YOUR GOAL ▸ Your task is to reproduce the entries below word for word.

[Location identification entries]

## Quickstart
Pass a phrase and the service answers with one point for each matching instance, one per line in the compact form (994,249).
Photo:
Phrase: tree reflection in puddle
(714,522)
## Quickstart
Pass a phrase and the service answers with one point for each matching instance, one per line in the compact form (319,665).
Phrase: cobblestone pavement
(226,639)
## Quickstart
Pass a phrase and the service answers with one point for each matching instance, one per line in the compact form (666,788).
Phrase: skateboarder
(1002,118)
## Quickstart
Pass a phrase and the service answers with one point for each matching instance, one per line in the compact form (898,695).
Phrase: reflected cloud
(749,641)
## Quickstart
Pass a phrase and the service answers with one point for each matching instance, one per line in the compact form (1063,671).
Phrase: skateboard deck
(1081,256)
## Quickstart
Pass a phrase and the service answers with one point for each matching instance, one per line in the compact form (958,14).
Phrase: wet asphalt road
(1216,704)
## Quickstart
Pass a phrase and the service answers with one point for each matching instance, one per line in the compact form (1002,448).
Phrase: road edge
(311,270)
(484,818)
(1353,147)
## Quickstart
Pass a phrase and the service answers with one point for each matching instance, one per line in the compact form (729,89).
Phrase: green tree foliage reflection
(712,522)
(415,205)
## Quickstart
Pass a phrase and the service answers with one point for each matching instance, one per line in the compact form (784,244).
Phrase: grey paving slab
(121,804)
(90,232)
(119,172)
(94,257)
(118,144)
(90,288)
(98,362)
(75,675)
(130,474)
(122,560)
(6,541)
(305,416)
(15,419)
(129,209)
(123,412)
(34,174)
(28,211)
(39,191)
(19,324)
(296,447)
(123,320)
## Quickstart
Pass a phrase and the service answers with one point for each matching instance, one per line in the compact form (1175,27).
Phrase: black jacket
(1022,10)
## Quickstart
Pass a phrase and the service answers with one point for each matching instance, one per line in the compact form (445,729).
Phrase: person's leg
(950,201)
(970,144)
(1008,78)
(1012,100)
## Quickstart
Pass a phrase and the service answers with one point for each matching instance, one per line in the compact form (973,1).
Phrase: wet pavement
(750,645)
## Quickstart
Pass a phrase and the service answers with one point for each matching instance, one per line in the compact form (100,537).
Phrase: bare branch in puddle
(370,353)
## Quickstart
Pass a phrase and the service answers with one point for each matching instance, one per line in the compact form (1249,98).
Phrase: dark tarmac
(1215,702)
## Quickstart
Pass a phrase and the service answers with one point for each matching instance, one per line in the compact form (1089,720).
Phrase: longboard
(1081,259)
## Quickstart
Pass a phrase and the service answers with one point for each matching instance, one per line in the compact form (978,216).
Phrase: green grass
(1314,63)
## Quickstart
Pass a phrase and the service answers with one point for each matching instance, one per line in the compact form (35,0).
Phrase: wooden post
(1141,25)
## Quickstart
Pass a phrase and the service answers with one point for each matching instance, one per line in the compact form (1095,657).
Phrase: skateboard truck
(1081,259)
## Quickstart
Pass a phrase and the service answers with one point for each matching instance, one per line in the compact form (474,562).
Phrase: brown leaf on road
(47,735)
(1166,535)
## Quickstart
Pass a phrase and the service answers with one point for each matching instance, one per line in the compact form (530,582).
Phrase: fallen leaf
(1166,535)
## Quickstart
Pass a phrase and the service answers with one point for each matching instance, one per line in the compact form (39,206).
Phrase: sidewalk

SOLUTION FOR THIS TASK ▸
## Quickstart
Pass a phrase and the service answers with one point for each matching instance, one per line in the compact form (994,249).
Photo:
Phrase: tree reflection in puddle
(714,522)
## Quickstart
Pass a phrase and the service answers with one point for each matching instance, one per line in the compact form (319,665).
Phrase: cobblestone pavement
(226,639)
## Quickstart
Pass a phrase and the service answers with one point for each matching instance, one per line in the compact form (666,788).
Phrase: skateboarder
(1002,118)
## Quickstart
Pass a phrase and the service answers with one point for each matching instance, one per line in the compact form (898,695).
Phrase: reflected cloud
(749,641)
## Quickstart
Pass a phrase and the service answers with one point for each matching instance, one per line in the compact form (1063,671).
Phrase: skateboard deck
(1081,256)
## Quickstart
Pass a phrase and the service answers with one point for each matching instance, one per line in the compact form (958,14).
Phrase: wet asphalt road
(1216,704)
## Quickstart
Pass a phrase and the service answers with one point for each matching instance, one per line in the compact form (1002,448).
Phrase: road edge
(311,270)
(484,818)
(1353,147)
## Quickstart
Pass a phrase and the service answers with one point for each matching instance, one per line in the compact form (729,89).
Phrase: green tree foliage reflection
(712,522)
(415,205)
## Quickstart
Pass a phrase and the service answers with one point for each matching instance, one per line in the compact form (784,244).
Phrase: grey paving slab
(121,804)
(90,232)
(119,172)
(94,257)
(118,144)
(90,288)
(98,362)
(75,675)
(130,474)
(122,560)
(6,541)
(305,416)
(15,419)
(129,209)
(123,412)
(34,174)
(28,211)
(39,191)
(19,324)
(296,447)
(123,320)
## Quickstart
Pass a phrase and the service answers with one point for each matching instance, one per line in the compact form (1175,27).
Phrase: black jacket
(1022,10)
## Quickstart
Pass a phrase and the service answers with one point for each matching instance, one per line in the compact form (445,729).
Phrase: person's leg
(950,201)
(970,144)
(1008,78)
(1012,100)
## Quickstart
Pass a phrase and the service answers with one point for each matching instance, one per line in the compact form (973,1).
Phrase: wet pavement
(750,645)
## Quickstart
Pass a phrase and the service answers with one point for each matching instance, one per line in the compact form (100,537).
Phrase: bare branch in puddle
(370,353)
## Quickstart
Pass a phrase and the service answers with one point for each matching instance, one per line in the compact form (1249,98).
Phrase: dark tarmac
(1215,702)
## Quickstart
Pass a phrase and the service answers with one point for each matching instance, one per line in the compact form (1089,720).
Phrase: longboard
(1081,259)
## Quickstart
Pass a phrase and the service answers with one point for each matching instance, one per line in the compact form (978,216).
Phrase: green grass
(1314,63)
## Quickstart
Pass a phrase and the service answers with one point for each matching instance, one per line in the compact form (35,0).
Phrase: wooden post
(1141,25)
## Quickstart
Pass a phrase and the service answers with one point for each matching instance, one per line in the compact form (1095,657).
Phrase: skateboard truck
(1081,259)
## Quickstart
Pass a phrase and the service answers with one point for each matching instance, one per line in the compact form (474,562).
Phrase: brown leaf on road
(47,735)
(1166,535)
## Quickstart
Pass a phrase and the service answers with one point for each matching instance, one per line in the compact form (530,582).
Phrase: fallen leaf
(1166,535)
## Quickstart
Pass a phrase and the service answers with one point for each matching instance, one per line in the compact form (39,206).
Phrase: sidewalk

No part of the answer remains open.